** READING PASSAGE **
Democratic National Committee chair Debbie Wasserman Schultz says it makes no difference which Republican presidential candidate scores the nomination for 2012 - because they all share extreme-right views that will not prevail over President Obama.
Wasserman Schultz, speaking in an appearance on CBS' "Face the Nation," said Sunday that any Republican candidate in the field would pose a "very stark contrast" when matched up against Mr. Obama in the 2012 election, particularly on issues like Social Security, immigration reform and Medicare.
"It doesn't much matter which one of the Republicans gets nominated because they're all the same," the Florida Democrat said. "They are all embracing and bear-hugging the Tea Party. Moving to the right - they can't move to the right far enough.
"They all favor privatizing Social Security, which would pull the safety net out from under our seniors, and favor ending Medicare as we know it... They all are wrong on immigration reform when it comes to Hispanics in the states," she continued.
Addressing Republican National Committee chair Reince Priebus, who also appeared on the show. the Florida Congresswoman said, "My state will go in the win column for President Obama again because the extremists in the Tea Party control your party."

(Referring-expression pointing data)
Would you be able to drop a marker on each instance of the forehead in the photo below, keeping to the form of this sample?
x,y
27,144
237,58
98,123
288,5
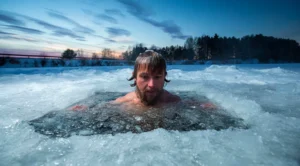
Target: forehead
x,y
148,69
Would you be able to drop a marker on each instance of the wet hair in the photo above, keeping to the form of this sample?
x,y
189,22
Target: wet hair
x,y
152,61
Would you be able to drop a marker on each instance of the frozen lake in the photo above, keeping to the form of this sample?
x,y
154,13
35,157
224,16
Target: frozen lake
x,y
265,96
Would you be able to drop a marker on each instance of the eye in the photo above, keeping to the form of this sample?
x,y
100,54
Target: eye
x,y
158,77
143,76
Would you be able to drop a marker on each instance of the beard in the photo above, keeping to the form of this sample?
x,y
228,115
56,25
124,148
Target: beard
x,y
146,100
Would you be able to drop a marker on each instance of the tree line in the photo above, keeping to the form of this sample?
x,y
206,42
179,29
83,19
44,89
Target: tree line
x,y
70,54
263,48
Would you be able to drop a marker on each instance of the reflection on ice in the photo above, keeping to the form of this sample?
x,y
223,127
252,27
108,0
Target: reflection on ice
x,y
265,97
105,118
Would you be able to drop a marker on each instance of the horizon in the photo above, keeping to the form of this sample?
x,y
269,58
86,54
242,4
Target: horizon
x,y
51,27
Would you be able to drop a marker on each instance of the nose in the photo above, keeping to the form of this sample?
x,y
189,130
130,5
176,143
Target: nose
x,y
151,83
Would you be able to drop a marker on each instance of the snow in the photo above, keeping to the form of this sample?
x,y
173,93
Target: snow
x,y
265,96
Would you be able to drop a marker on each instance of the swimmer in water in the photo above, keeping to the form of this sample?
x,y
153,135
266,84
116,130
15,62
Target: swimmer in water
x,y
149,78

** DIRECTIONS **
A – In the news article about Debbie Wasserman Schultz, on which television program did she make her remarks?
B – Write the next few sentences of the news article about Debbie Wasserman Schultz, picking up after its final sentence.
These rows were taken from a separate source unrelated to the news article about Debbie Wasserman Schultz.

** RESPONSES TO THE EXERCISE **
A – She spoke on CBS' "Face the Nation."

B –
Priebus argued that Mr. Obama was "upside down" in Florida, and cited a September 13 New York special election - in which Republican Bob Turner beat Democrat David Weprin for the seat vacated by the retired Democrat Anthony Weiner - that "these talking points have been tested" and that "they're imploding."
Priebus defended the Republican field of presidential candidates, and argued that the "excitement" in the race to this point is a product of the talk surrounding the Republican candidates.
"The horsepower, the excitement is on the Republican side of the aisle," he said. "The reason why is because people in this country want to save this country economically, and this president isn't doing the trick."
Still, when asked if he thought another Republican might enter the face, such as New Jersey Governor Chris Christie, Priebus allowed that there was still time for another candidate to declare his or her candidacy.
"Look, I'm happy with the field. I think it's a great field," he said. "Is there a time through a nomination process technically to still get in? Sure there is."